_TASK STATEMENT_. Reproduce each line of the material exactly, minus any picture.

_RECORDS TO USE_.
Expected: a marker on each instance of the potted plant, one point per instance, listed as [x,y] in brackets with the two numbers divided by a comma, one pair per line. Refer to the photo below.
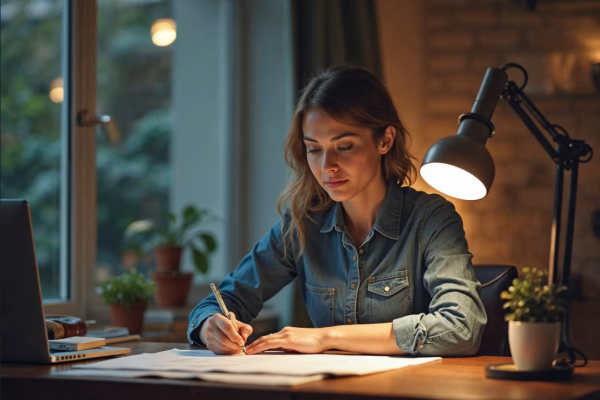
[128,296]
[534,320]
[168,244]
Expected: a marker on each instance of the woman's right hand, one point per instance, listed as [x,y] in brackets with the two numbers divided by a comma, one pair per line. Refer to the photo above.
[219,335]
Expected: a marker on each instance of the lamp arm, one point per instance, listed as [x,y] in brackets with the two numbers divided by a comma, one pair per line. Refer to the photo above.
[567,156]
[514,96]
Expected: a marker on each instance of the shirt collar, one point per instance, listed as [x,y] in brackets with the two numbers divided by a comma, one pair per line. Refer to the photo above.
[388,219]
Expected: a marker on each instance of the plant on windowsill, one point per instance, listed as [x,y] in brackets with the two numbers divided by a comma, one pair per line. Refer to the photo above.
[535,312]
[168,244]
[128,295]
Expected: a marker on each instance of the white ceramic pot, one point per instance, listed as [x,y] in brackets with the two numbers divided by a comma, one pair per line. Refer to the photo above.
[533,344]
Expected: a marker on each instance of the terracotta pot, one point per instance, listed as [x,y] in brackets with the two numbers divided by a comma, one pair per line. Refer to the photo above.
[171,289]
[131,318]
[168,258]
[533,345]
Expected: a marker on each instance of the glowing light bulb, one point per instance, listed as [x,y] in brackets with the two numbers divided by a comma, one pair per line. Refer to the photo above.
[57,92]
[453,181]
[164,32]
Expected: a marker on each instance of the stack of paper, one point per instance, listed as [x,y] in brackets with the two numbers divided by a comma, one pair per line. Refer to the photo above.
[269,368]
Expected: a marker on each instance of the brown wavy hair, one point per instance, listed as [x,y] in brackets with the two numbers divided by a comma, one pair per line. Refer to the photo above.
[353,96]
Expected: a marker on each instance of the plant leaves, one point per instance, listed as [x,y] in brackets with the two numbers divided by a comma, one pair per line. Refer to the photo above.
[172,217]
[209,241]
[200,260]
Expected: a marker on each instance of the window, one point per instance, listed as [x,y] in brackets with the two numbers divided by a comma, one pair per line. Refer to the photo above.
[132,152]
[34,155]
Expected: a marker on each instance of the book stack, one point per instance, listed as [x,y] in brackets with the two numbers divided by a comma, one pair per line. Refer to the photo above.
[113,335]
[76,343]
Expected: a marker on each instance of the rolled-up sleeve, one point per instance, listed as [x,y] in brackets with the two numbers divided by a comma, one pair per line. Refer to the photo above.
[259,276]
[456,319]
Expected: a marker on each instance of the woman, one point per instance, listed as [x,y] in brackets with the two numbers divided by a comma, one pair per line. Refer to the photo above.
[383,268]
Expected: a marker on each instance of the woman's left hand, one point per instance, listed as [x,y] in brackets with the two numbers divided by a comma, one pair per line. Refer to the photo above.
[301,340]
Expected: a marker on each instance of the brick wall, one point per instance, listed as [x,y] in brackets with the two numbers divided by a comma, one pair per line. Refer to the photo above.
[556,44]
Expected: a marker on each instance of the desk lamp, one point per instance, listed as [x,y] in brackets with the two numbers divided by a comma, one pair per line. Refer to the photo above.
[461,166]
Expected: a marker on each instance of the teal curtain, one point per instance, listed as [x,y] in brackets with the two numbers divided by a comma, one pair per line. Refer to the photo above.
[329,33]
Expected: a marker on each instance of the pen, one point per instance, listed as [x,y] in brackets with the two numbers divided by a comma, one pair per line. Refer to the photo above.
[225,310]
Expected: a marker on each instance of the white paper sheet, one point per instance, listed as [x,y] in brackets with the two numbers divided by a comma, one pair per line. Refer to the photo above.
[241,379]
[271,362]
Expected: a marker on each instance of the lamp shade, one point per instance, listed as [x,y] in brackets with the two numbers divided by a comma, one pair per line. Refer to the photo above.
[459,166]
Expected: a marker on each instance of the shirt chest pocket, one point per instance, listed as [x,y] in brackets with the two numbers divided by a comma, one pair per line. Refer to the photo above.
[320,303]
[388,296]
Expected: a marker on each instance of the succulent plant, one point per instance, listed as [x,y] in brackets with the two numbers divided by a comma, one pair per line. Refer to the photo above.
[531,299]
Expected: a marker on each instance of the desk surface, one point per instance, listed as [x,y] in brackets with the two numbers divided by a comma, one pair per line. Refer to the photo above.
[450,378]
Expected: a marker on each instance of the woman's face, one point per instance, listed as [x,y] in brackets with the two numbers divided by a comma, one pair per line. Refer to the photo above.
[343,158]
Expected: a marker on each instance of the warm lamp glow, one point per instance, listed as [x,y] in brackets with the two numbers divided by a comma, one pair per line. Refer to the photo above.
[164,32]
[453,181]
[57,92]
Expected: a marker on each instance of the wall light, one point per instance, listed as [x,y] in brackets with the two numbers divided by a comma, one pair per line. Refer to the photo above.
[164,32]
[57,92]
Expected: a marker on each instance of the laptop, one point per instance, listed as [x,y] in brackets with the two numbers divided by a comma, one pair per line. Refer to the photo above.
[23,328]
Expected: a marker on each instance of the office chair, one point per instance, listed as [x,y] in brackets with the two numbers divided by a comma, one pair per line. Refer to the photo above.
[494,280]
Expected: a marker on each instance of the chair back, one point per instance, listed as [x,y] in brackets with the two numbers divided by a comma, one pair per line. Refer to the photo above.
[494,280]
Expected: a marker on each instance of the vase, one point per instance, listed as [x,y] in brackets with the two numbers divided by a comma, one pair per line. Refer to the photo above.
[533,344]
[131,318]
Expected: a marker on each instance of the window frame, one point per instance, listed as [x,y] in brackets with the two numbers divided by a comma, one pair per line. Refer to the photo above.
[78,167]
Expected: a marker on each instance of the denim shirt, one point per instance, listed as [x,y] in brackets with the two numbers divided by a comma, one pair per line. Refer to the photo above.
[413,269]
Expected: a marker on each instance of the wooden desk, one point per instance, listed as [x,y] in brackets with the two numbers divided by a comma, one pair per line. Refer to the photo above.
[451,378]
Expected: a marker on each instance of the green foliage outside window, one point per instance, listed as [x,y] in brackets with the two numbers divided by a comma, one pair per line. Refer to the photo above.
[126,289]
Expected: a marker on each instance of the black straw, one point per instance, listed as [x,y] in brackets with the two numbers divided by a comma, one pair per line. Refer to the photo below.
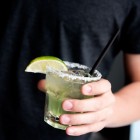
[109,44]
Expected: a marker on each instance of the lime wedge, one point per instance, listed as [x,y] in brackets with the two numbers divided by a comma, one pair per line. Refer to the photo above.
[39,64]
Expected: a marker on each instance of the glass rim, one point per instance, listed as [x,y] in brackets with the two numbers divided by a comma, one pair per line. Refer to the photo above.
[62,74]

_ANSWER FOR THIS EXERCISE_.
Expected: a marker on each instance of the potted plant, one point per instance, listed as [x,y] in brackets with the two numbers divided by a comma, one pair per line. Refer to the photo below.
[128,296]
[534,320]
[168,244]
Expected: a marker on each instance of the woman's right hand, one point per instance, listed as [x,y] in brackets with the two numbers divided by a comma, one pair per line. Refer to the photo above.
[219,335]
Expected: a marker on each instance of the lamp arm, one point per instance, listed as [x,y] in brackets with the two numbers divided by a comma, one pair per line. Refer to the photo above.
[567,156]
[514,96]
Expected: a marker on each instance of the shirt collar, one point per instance, listed as [x,y] in brackets with the two numbers divided by a comma, one pair per line. Refer to the photo above.
[388,219]
Expected: a marker on each instance of the plant on windowsill, one point per instance, listed as [x,y] in brackets with the two numbers divided by a comma, one pair per line. Refer to the photo above.
[535,312]
[168,244]
[128,295]
Expected: a marker on each instance of the white ceramic pot, one point per instance, listed as [x,y] in brackets with the two numbers divided by a comma, one pair per line. Refer to the photo above.
[533,344]
Expected: a marker on each instance of the terracotta pot, one point per instance, listed as [x,y] in brackets with the two numbers divided by a comma, one pair per line. Refer to the photo above.
[171,289]
[131,318]
[168,258]
[533,345]
Expected: a marker on each instance of the glowing light bulb, one point per instance, listed as [x,y] in brackets with the two numbers divided by a comma, one pair per line. Refer to the photo above.
[57,92]
[453,181]
[164,32]
Expected: a marker on each instance of the stack of paper, one point per instance, listed as [x,y] in brackets with the two numbers divided by a comma, one pair per line. Refer to the photo above.
[269,368]
Expected: a marker on each instance of the brown wavy hair, one point per instance, listed as [x,y] in brackets with the two numbers divided by a comma, one pair per line. Refer to the photo above.
[353,96]
Expected: a marker on each instance of the plant leaves, one point per instance, listed as [x,y] in brackets with the two numbers divided by a comma, one pair per line. Refer to the photo above.
[172,217]
[209,241]
[200,260]
Expected: a marker on each instance of the window, one point per instance, listed as [x,y] in brackets with the two numbers divided by a comma, one pair per line. Refer to the photo above.
[132,152]
[34,155]
Expected: a marker on each instance of the book stack, one point per instance, listed as [x,y] in brackets with the two numbers divided by a comma, one pair per line. Refer to the photo above.
[113,335]
[76,343]
Expected: a marker on each instance of the rolled-up sleeve, one point per instance, listed as [x,y] in brackets with the two numbers divided by a comma, one pair per line. Refer to the photo above.
[259,276]
[456,319]
Expected: a marker on each instance of the woman, one point per instance, listed as [x,y] in brackets with the two numbers divided by a comma, one pair per line. Refer to the photo above.
[383,268]
Expected: a marker on each instance of the woman's left hand, one point per instance, listed as [x,y] in brackets with the two numbers divided by a comma, one pair per line. Refer to the photo above.
[301,340]
Expected: a marker on each instance of the brick wall, one point per instance, listed as [x,y] in brackets with the two numbers divided by a comma, one pair per line. Refer to the photo above.
[556,44]
Expected: a marker on each instance of the desk lamp, one point per instance, listed as [x,y] in brackets with the two numbers divided by a comma, one pair per line. Refer to the photo above.
[461,166]
Expected: a marker on each instance of the teal curtain, one point per instance, listed as [x,y] in brackets with the two numbers divided by a comma, one pair per line. Refer to the photo above.
[329,33]
Expected: a marker on each instance of the pen, one point per instance, listed as [x,y] in brackets with the two numbers divided by a comma, one pair per line. Refer to the photo above.
[225,310]
Expected: a marker on each instance of the white paper sheet, one point per instance, listed as [x,y] in brackets with the two numbers divided by a comma, one pair per line. Refer to the photo above.
[241,379]
[271,362]
Expected: a marker on each instance of the lamp shade, one point per instance, listed as [x,y] in brackets with the two numbers divided by a comma, one pair per line. Refer to the photo above.
[459,166]
Expected: a marker on each instance of the shirt chest pocket, one point per instance, listed as [x,y] in brackets with the two numbers divided by a comma, one pair per line. Refer to the photo above.
[320,303]
[388,296]
Expected: a marker on each instance of the succulent plant, one point per instance, listed as [x,y] in brackets with the two numbers divided by a comma, one pair per line. Refer to the photo above.
[531,299]
Expected: a marker on each instance of the desk surface, one point per instance, listed as [x,y] in brackets with the two numbers divided by a comma, one pair per line. Refer to the photo above.
[450,378]
Expected: a marker on each instance of the woman's face, one point per instance, listed as [x,y] in brackets with the two numbers divided by a comma, one pair per line. Refer to the photo above.
[343,158]
Expected: a marker on each instance of the warm lamp glow, one point per instance, listed as [x,y] in brackets with the two numbers divided by a comma, one pair per line. Refer to the photo above.
[164,32]
[453,181]
[57,92]
Expected: a marker on each instance of the wall light, one point per instance, listed as [x,y] in brackets with the two numbers divided by a comma, one pair per line. Refer to the photo above.
[164,32]
[57,92]
Expected: a marker on each instance of the laptop, one point per instance, listed as [x,y] in brackets with the two numbers divided by a comma, one pair per line. Refer to the photo above.
[23,328]
Expected: a marker on each instance of the office chair, one point per instance, listed as [x,y] in brackets with the two numbers divided by a comma, one pair per line. Refer to the photo above.
[494,280]
Expected: a marker on each instance of the chair back, one point per instance, listed as [x,y] in brackets with the two numbers divided by a comma, one pair per line. Refer to the photo above.
[494,280]
Expected: a marker on each instance of the vase, one point per instance, listed as [x,y] in brackets with the two numbers divided by a comma, one pair per line. Refer to the photo above.
[533,344]
[131,318]
Expected: a marker on each instance of the window frame, one point per instance, listed as [x,y] in brackets with the two numbers divided by a comma, one pair per line. Refer to the photo above.
[78,167]
Expected: a marker on each instance of the denim shirt, one point per instance, listed as [x,y] in brackets with the two numbers divided by a comma, one pair per line. Refer to the photo above.
[413,269]
Expected: a marker on each instance of the wooden desk, one point per instance, listed as [x,y] in brackets with the two numbers divided by a comma, one pair per line. Refer to the photo above.
[451,378]
Expected: a marker on each instance of the green foliage outside window, one point per instance, listed as [x,y] in brackets with the two numbers divided by a comma, one pair per line. Refer to the photo above.
[126,289]
Expected: a marker on each instance of the black straw, one point per instance, listed as [x,y] in brackets with the two numbers divided by a comma, one pair per line. Refer to the photo below.
[109,44]
Expected: a marker on each instance of the lime wedge, one point per instance, listed as [x,y] in brackets with the two numbers divided by a comma, one pair per line. Refer to the photo above.
[39,64]
Expected: a marker on each instance of the glass rim, one point per instance, listed as [x,y] in brackets with the two numbers divided by a comma, one pair per line. Refer to the photo above.
[62,74]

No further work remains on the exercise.